- _WHAT THE TASK ASKS_: Return each row below that contains the string "stone". The match is case-sensitive.

(Data entries)
————————
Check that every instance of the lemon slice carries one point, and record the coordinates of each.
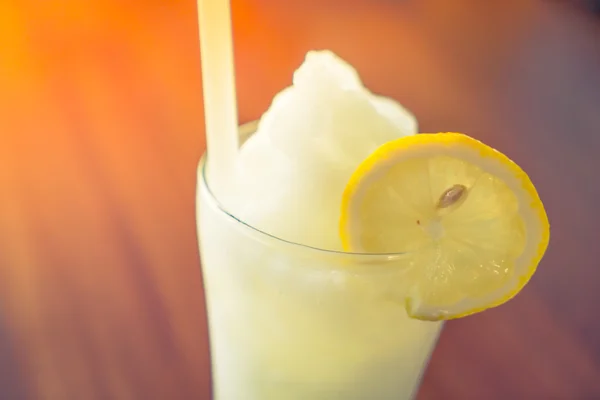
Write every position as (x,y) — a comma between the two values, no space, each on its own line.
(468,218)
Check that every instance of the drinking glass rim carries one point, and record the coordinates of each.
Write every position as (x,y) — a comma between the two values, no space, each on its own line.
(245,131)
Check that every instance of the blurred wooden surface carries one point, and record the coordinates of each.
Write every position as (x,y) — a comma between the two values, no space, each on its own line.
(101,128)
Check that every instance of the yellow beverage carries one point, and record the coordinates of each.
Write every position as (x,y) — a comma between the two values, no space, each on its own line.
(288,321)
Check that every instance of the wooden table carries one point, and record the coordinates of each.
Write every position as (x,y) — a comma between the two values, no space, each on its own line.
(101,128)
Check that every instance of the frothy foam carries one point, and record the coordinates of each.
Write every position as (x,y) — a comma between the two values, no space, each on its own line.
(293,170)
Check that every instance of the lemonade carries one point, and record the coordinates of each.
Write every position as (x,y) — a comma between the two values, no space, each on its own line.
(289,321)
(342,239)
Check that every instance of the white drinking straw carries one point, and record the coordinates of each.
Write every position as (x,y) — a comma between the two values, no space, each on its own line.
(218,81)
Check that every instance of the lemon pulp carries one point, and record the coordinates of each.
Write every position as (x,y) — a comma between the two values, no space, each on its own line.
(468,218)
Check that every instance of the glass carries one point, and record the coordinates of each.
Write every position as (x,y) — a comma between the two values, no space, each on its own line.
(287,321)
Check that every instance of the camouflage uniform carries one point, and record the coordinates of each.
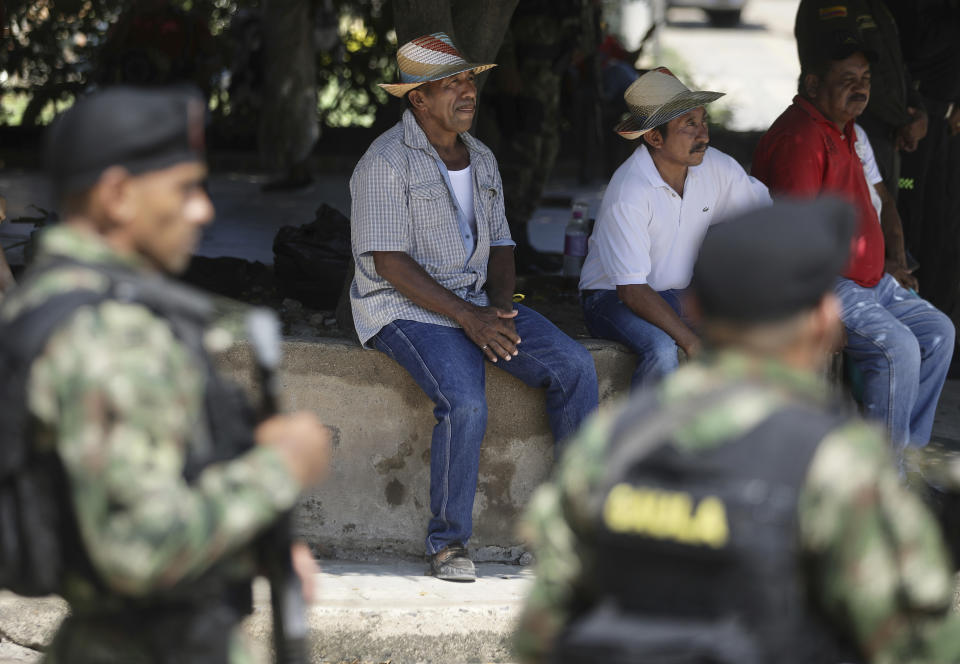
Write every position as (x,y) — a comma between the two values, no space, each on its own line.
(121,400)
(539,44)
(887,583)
————————
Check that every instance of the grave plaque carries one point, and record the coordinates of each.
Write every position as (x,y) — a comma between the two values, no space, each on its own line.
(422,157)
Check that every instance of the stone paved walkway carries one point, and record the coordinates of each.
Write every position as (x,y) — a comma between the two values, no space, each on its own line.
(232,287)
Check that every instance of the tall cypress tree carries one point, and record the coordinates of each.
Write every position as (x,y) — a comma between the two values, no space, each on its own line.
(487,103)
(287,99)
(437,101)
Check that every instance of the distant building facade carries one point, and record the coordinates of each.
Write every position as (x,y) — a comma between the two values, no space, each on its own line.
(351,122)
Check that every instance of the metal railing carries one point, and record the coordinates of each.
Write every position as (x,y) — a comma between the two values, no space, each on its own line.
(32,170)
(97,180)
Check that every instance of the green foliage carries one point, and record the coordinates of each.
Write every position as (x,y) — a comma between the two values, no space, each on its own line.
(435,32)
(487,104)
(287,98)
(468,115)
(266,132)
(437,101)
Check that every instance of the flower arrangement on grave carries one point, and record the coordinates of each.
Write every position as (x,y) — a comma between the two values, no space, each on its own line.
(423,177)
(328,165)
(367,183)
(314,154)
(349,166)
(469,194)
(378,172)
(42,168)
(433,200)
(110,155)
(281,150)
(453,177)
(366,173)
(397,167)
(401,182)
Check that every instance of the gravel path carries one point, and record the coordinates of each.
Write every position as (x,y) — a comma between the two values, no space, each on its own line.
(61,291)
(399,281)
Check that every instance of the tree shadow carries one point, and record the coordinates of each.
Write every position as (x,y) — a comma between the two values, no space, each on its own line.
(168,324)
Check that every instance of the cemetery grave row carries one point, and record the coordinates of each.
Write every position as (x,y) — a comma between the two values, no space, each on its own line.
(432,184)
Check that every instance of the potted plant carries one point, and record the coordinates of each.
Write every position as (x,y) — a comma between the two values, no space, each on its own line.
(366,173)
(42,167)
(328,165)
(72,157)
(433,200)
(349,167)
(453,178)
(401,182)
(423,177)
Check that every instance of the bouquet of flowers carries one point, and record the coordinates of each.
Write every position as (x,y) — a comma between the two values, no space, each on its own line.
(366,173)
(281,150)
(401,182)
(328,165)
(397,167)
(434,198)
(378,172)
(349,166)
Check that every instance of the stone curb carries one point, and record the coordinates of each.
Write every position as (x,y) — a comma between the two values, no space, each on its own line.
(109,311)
————————
- _THE ANSWER_:
Check that every instance of the stone paved walkway carries one point, and record the coordinates of each.
Check that every instance of the stone curb carries one point, and record the coordinates of each.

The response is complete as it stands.